▶ Selected passage
* BEGIN *

The win put United into the quarter-finals, and the club was drawn to play Third Lanark at Cathkin Park. The players prepared by undertaking extra work, so that they would be "hard as nails" for the match. The club was not considered to have much of a chance - "they are fated to be snuffed out without receiving the pecuniary reward they so richly deserve...unless the heavens should fall, or some scarcely less untoward catastrophe take place, Third Lanark will surely qualify for the semi-final". However United came away with a 0–0 draw and was considered unlucky not to win.

Third Lanark offered United £300 to switch the replay to Cathkin Park, and later offered to admit all Stevenston spectators for free should it be switched. United refused, but the tie was postponed after Third Lanark's goalkeeper Jimmy Brownlie was called up to play for Scotland against Ireland the next Saturday. When the replay finally took place, United took the lead on the hour, Farrell glancing home a corner, and Hamilton struck a post; but the shock was averted when Thirds equalized with almost the last kick of the game.

The club finally went out in a second replay, at Cathkin Park, with the only goal of the game coming at the start of the second period of extra-time. The consolation for the club was that the gate share had earned the club over £400.

* END *

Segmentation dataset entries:
* BEGIN *

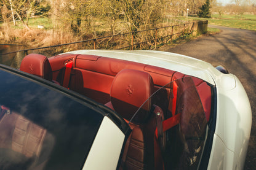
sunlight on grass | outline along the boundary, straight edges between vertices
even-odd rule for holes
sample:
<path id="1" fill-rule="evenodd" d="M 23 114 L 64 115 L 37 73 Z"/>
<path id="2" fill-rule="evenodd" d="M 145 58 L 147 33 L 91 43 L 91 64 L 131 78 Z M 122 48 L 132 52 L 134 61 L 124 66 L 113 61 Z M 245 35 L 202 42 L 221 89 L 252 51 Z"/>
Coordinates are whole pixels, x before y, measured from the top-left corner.
<path id="1" fill-rule="evenodd" d="M 191 20 L 207 20 L 209 24 L 256 31 L 256 15 L 243 15 L 241 17 L 235 15 L 223 15 L 221 17 L 217 14 L 212 15 L 212 18 L 189 17 Z"/>

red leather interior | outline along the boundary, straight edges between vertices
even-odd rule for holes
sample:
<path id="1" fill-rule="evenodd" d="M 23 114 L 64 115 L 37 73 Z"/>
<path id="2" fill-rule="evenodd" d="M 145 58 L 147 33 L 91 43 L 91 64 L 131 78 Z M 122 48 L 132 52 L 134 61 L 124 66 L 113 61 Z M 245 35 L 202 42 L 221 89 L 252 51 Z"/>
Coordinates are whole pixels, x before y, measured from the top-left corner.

* END *

▶ Tasks to complete
1. Output the part of the cup-tie passage that opens with the words containing "Third Lanark offered" and closes with "of the game.", copied word for word.
2. Name every individual person mentioned in the cup-tie passage.
3. Answer these questions from the cup-tie passage:
(a) What was the score of the first match against Third Lanark?
(b) How much money did Third Lanark offer United to switch the replay to Cathkin Park?
(c) How much did the gate share earn the club?

▶ Replies
1.
Third Lanark offered United £300 to switch the replay to Cathkin Park, and later offered to admit all Stevenston spectators for free should it be switched. United refused, but the tie was postponed after Third Lanark's goalkeeper Jimmy Brownlie was called up to play for Scotland against Ireland the next Saturday. When the replay finally took place, United took the lead on the hour, Farrell glancing home a corner, and Hamilton struck a post; but the shock was averted when Thirds equalized with almost the last kick of the game.

2.
Jimmy Brownlie
Farrell
Hamilton

3.
(a) 0–0
(b) £300
(c) Over £400